Start of Block

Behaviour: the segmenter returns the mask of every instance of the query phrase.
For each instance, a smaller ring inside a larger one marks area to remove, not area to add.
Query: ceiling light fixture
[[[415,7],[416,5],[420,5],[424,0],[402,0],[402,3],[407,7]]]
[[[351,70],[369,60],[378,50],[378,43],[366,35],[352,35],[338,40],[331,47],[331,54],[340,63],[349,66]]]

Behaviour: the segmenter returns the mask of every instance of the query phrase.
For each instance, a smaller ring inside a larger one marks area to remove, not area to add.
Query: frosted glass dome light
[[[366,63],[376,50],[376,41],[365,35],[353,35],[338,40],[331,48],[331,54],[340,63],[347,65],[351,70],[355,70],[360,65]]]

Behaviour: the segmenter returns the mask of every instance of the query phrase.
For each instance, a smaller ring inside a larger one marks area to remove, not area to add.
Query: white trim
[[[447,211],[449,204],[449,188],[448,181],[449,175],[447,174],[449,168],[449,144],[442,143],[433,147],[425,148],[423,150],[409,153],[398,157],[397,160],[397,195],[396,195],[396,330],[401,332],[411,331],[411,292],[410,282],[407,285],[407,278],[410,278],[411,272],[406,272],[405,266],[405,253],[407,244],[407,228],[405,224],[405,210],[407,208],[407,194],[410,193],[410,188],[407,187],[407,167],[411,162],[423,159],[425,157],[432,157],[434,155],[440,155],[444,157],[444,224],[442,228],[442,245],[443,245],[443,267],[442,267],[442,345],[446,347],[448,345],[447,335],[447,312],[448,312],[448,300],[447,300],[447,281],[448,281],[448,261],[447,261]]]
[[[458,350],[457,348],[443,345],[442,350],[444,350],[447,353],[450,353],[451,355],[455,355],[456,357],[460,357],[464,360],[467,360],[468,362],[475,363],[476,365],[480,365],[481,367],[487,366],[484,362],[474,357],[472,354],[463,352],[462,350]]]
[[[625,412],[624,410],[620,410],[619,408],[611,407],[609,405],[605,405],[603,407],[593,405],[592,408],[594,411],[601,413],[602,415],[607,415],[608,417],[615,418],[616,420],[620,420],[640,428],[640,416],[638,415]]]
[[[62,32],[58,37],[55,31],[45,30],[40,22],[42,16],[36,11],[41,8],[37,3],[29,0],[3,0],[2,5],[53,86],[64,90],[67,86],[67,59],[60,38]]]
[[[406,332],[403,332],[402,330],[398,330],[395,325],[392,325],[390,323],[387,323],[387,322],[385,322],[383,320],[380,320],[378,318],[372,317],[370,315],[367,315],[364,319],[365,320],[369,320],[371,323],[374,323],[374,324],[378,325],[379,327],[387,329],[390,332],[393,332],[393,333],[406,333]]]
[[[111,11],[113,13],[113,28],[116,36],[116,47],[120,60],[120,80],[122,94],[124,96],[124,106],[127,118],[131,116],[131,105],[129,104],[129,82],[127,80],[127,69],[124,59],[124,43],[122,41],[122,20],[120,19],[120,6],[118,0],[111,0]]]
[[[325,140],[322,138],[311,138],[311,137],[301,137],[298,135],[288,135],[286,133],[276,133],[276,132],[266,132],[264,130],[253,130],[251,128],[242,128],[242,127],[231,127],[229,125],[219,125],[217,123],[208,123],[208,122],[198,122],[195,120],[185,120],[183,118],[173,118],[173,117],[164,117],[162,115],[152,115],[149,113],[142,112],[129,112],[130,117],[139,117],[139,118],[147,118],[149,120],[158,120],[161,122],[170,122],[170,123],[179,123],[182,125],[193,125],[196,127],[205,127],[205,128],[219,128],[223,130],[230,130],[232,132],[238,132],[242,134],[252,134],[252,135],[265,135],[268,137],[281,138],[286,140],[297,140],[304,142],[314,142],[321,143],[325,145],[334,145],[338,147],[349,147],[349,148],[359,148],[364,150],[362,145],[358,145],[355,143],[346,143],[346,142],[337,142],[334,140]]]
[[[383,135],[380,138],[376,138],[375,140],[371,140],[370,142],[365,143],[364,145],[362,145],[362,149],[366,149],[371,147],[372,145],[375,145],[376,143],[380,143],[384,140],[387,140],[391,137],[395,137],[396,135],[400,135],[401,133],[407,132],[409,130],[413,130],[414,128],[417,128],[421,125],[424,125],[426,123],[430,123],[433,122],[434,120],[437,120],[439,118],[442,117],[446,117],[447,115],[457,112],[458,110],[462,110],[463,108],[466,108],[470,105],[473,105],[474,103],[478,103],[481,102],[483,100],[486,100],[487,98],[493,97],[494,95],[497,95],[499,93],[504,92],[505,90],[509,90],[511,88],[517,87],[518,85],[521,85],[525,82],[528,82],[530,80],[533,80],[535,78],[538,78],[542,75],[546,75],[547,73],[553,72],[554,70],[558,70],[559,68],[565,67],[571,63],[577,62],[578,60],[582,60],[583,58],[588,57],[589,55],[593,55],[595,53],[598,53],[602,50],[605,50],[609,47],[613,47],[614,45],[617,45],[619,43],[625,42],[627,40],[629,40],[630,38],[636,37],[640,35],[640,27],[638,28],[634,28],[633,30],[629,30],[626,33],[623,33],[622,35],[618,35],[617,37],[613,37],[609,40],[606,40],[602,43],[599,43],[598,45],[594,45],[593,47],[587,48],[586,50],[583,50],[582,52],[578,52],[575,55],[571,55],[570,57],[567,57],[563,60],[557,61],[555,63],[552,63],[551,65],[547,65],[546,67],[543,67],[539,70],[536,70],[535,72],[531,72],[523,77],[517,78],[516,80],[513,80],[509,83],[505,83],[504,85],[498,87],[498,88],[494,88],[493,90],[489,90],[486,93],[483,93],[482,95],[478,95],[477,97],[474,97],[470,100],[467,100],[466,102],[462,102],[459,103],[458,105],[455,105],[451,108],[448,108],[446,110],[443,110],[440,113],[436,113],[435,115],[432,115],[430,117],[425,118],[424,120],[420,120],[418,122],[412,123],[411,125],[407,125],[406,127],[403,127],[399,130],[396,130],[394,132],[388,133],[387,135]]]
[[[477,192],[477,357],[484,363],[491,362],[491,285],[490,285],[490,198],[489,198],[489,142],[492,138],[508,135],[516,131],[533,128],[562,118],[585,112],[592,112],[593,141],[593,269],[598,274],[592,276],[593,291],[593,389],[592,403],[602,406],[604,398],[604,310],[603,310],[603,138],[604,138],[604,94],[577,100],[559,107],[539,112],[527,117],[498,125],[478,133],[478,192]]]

End of Block

What is needed:
Transcribe the listing above in full, word for word.

Expected answer:
Behaviour: the segmenter returns the mask of every instance of the query phrase.
For each instance, a smaller ring inside a larger one marks area to remove, not area to add.
Query: ceiling light fixture
[[[415,7],[416,5],[420,5],[424,0],[402,0],[402,3],[407,7]]]
[[[351,70],[369,60],[378,50],[378,43],[366,35],[352,35],[338,40],[331,47],[331,54],[340,63],[349,66]]]

Behaviour: the segmenter returns the mask of every instance of the query phrase.
For each instance, a smaller ring inside a larger one marks area to remove, not area to add.
Query: frosted glass dome light
[[[366,63],[376,50],[376,41],[365,35],[353,35],[338,40],[331,48],[331,54],[340,63],[347,65],[351,70],[355,70],[360,65]]]

Behaviour: the segmenter returns the mask of every instance of the query phrase.
For each instance, a smaller ring inside a larger one marks area to remove, not area to add.
Query: white trim
[[[447,211],[449,204],[449,188],[448,181],[449,175],[447,174],[449,168],[449,144],[442,143],[433,147],[425,148],[423,150],[409,153],[398,157],[397,160],[397,195],[396,195],[396,330],[401,332],[411,331],[411,292],[410,282],[407,285],[407,278],[410,278],[411,272],[406,272],[405,266],[405,253],[407,244],[407,228],[405,224],[405,210],[407,208],[407,194],[410,193],[410,188],[407,187],[407,167],[411,162],[423,159],[425,157],[432,157],[434,155],[440,155],[444,157],[444,224],[442,228],[442,245],[443,245],[443,267],[442,267],[442,345],[446,347],[448,345],[447,335],[447,312],[448,312],[448,300],[447,300],[447,281],[448,281],[448,261],[447,261]]]
[[[458,350],[457,348],[443,345],[442,350],[444,350],[447,353],[450,353],[451,355],[455,355],[456,357],[460,357],[464,360],[467,360],[468,362],[475,363],[476,365],[480,365],[481,367],[487,366],[484,362],[474,357],[472,354],[463,352],[462,350]]]
[[[625,412],[624,410],[620,410],[619,408],[611,407],[609,405],[605,405],[603,407],[593,405],[592,408],[594,411],[601,413],[602,415],[607,415],[608,417],[615,418],[616,420],[620,420],[640,428],[640,416],[638,415]]]
[[[62,32],[58,37],[55,31],[45,30],[40,22],[42,16],[36,11],[41,8],[37,3],[29,0],[3,0],[2,5],[53,86],[64,90],[67,86],[67,59],[60,38]]]
[[[406,332],[403,332],[402,330],[398,330],[395,325],[392,325],[390,323],[387,323],[387,322],[385,322],[383,320],[380,320],[378,318],[372,317],[370,315],[367,315],[364,319],[365,320],[369,320],[371,323],[374,323],[374,324],[378,325],[379,327],[387,329],[390,332],[393,332],[393,333],[406,333]]]
[[[111,11],[113,13],[113,28],[116,36],[116,47],[120,60],[120,80],[122,94],[124,96],[124,106],[127,118],[131,116],[131,105],[129,104],[129,82],[127,80],[127,69],[124,59],[124,43],[122,41],[122,20],[120,19],[120,6],[118,0],[111,0]]]
[[[325,140],[322,138],[311,138],[311,137],[301,137],[298,135],[288,135],[286,133],[276,133],[276,132],[266,132],[264,130],[253,130],[251,128],[242,128],[242,127],[231,127],[229,125],[219,125],[217,123],[208,123],[208,122],[198,122],[195,120],[185,120],[183,118],[173,118],[173,117],[164,117],[162,115],[152,115],[149,113],[142,112],[129,112],[130,117],[139,117],[139,118],[147,118],[149,120],[158,120],[161,122],[170,122],[170,123],[179,123],[182,125],[193,125],[196,127],[205,127],[205,128],[219,128],[223,130],[230,130],[232,132],[238,132],[242,134],[252,134],[252,135],[265,135],[268,137],[281,138],[286,140],[297,140],[304,142],[314,142],[321,143],[325,145],[334,145],[338,147],[349,147],[349,148],[359,148],[364,150],[362,145],[358,145],[355,143],[346,143],[346,142],[337,142],[334,140]]]
[[[383,135],[380,138],[376,138],[375,140],[371,140],[370,142],[365,143],[364,145],[362,145],[362,149],[366,149],[371,147],[372,145],[375,145],[376,143],[380,143],[384,140],[387,140],[391,137],[395,137],[396,135],[400,135],[401,133],[407,132],[409,130],[413,130],[414,128],[417,128],[421,125],[424,125],[426,123],[430,123],[433,122],[434,120],[437,120],[439,118],[442,117],[446,117],[447,115],[457,112],[458,110],[462,110],[463,108],[466,108],[470,105],[473,105],[474,103],[478,103],[481,102],[483,100],[486,100],[487,98],[493,97],[494,95],[497,95],[499,93],[504,92],[505,90],[509,90],[511,88],[517,87],[518,85],[521,85],[525,82],[528,82],[530,80],[533,80],[535,78],[538,78],[542,75],[546,75],[547,73],[553,72],[554,70],[558,70],[559,68],[565,67],[571,63],[577,62],[578,60],[582,60],[583,58],[588,57],[589,55],[593,55],[595,53],[598,53],[602,50],[605,50],[609,47],[613,47],[614,45],[617,45],[619,43],[625,42],[627,40],[629,40],[630,38],[636,37],[640,35],[640,27],[638,28],[634,28],[633,30],[629,30],[626,33],[623,33],[622,35],[618,35],[617,37],[613,37],[609,40],[606,40],[602,43],[599,43],[598,45],[594,45],[593,47],[587,48],[586,50],[583,50],[582,52],[578,52],[575,55],[571,55],[570,57],[567,57],[563,60],[557,61],[555,63],[552,63],[551,65],[547,65],[546,67],[543,67],[539,70],[536,70],[535,72],[531,72],[523,77],[517,78],[516,80],[513,80],[509,83],[505,83],[504,85],[498,87],[498,88],[494,88],[493,90],[489,90],[486,93],[483,93],[482,95],[478,95],[477,97],[474,97],[470,100],[467,100],[466,102],[462,102],[459,103],[458,105],[455,105],[451,108],[448,108],[446,110],[443,110],[440,113],[436,113],[435,115],[432,115],[430,117],[425,118],[424,120],[420,120],[418,122],[412,123],[411,125],[407,125],[406,127],[403,127],[399,130],[396,130],[394,132],[388,133],[387,135]]]
[[[477,192],[477,357],[484,363],[491,362],[491,285],[490,285],[490,198],[489,198],[489,142],[492,138],[508,135],[516,131],[533,128],[562,118],[585,112],[592,112],[593,141],[593,269],[598,274],[592,276],[593,291],[593,389],[592,403],[602,406],[604,398],[604,310],[603,310],[603,138],[604,138],[604,94],[577,100],[559,107],[539,112],[527,117],[498,125],[478,133],[478,192]]]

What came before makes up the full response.